- Set tasks
1. In the passage on diverse policies, what does $N$ denote?
2. Repeat the passage on diverse policies word for word, from "Diverse Policies Converge" up to and including "for further research.".

- Supplied text
---

Diverse Policies Converge in Reward-free Markov Decision Processes

Although there has been a lot of work on exploring diversity, we find that these algorithms lack a unified framework. So we propose a unified framework for diversity algorithms in Algorithm 1 to pave the way for further research.

We use $Div$ to measure the diversity distance between two policies and we abbreviate policy $\pi_{\theta}(\cdot|s,z_{i})$ as $\pi^{i}$. Vector $z_{i}$ can be thought of as a skill unique to each policy $\pi^{i}$. Moreover, we define $U\in\mathbb{R}^{N\times N}$ as diversity matrix where $U_{ij}=Div(\pi^{i},\pi^{j})$ and $N$ denotes the number of policies.

---

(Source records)
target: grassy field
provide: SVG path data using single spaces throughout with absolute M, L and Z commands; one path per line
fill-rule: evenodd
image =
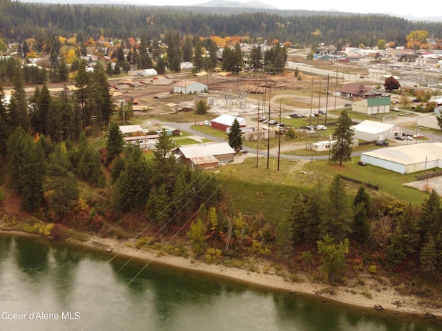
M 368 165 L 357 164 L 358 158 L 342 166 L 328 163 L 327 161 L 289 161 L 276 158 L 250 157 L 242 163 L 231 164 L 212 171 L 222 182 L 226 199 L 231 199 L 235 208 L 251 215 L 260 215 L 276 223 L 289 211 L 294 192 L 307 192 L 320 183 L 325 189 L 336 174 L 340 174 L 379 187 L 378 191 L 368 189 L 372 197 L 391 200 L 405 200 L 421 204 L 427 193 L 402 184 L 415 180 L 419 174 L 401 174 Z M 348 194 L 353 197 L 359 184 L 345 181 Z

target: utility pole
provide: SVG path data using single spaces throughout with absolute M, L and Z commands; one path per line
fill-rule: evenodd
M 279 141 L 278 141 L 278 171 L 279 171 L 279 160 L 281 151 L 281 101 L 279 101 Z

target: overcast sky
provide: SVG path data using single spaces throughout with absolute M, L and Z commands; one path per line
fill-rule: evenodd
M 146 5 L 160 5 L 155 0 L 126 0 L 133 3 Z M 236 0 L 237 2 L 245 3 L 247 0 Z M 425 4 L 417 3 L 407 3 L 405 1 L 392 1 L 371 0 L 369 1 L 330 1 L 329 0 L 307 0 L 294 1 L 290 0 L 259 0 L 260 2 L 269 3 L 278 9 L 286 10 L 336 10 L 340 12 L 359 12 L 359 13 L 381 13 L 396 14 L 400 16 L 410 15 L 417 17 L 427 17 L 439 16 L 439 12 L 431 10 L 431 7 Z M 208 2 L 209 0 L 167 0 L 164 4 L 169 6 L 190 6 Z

---

- Answer list
1. The number of policies.

2.
Diverse Policies Converge in Reward-free Markov Decision Processes

Although there has been a lot of work on exploring diversity, we find that these algorithms lack a unified framework. So we propose a unified framework for diversity algorithms in Algorithm 1 to pave the way for further research.